* [WHAT YOU SHOULD DO]: Please count how many lines of the material below contain the string "super", and reply with the number alone.

(Examples of point labeling)

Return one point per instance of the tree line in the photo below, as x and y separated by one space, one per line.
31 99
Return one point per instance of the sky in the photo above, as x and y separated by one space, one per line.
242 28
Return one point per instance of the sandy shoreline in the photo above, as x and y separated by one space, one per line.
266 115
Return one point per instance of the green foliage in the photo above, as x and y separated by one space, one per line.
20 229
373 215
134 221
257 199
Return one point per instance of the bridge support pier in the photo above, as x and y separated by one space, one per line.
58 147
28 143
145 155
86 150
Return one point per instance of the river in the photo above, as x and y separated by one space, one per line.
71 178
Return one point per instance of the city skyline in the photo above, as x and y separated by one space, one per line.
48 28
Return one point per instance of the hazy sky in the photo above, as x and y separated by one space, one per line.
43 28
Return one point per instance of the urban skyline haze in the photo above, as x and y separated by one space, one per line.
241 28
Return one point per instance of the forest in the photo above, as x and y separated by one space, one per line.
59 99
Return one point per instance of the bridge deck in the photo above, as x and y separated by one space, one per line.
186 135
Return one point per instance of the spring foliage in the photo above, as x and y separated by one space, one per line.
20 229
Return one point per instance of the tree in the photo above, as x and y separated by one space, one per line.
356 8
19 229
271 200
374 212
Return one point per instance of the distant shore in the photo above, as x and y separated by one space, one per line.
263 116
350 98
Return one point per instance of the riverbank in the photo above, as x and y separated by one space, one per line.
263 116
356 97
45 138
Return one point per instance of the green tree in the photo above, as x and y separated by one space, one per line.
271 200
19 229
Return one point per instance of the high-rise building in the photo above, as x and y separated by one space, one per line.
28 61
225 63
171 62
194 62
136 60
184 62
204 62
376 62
* * *
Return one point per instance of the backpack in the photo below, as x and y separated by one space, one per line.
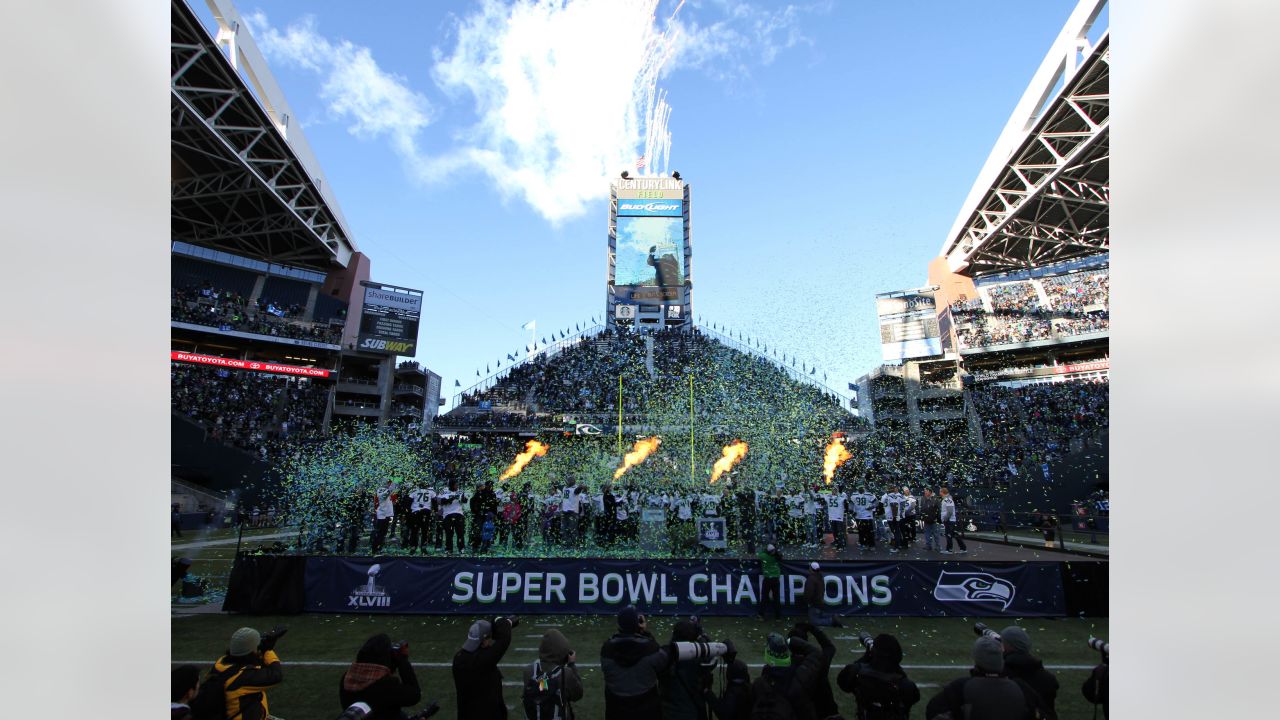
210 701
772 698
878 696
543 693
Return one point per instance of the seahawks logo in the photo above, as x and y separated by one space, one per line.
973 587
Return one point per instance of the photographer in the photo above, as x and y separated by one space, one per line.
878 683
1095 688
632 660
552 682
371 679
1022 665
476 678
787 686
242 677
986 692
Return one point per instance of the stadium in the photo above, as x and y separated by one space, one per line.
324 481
...
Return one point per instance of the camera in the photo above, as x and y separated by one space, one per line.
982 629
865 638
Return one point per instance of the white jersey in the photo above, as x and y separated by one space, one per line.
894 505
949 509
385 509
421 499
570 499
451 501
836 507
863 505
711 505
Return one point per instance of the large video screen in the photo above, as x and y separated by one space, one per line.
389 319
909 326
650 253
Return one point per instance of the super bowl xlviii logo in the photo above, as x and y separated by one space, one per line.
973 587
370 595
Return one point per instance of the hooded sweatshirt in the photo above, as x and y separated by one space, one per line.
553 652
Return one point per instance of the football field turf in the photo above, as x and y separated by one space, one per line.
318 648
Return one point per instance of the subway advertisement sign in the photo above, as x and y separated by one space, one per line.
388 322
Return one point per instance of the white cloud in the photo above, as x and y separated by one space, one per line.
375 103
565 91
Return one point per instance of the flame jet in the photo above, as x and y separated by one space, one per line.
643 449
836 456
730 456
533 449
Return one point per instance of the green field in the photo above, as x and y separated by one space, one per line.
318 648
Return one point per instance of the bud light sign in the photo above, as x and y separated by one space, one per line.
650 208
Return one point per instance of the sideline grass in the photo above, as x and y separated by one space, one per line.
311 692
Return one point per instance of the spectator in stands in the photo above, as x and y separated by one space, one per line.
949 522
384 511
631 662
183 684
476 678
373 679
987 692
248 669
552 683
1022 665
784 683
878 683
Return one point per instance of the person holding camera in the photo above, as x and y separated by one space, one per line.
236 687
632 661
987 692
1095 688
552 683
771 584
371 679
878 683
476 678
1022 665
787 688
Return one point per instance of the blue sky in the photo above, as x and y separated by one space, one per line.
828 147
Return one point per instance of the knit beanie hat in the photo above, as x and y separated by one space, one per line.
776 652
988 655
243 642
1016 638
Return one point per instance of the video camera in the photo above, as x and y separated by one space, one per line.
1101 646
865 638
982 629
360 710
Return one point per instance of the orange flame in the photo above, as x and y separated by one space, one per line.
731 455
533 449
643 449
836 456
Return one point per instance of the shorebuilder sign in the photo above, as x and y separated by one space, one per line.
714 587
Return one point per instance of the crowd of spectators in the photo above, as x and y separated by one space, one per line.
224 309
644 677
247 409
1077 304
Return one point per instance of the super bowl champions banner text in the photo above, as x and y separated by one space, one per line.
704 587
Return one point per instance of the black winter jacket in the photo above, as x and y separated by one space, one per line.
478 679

* [TASK RESULT]: 2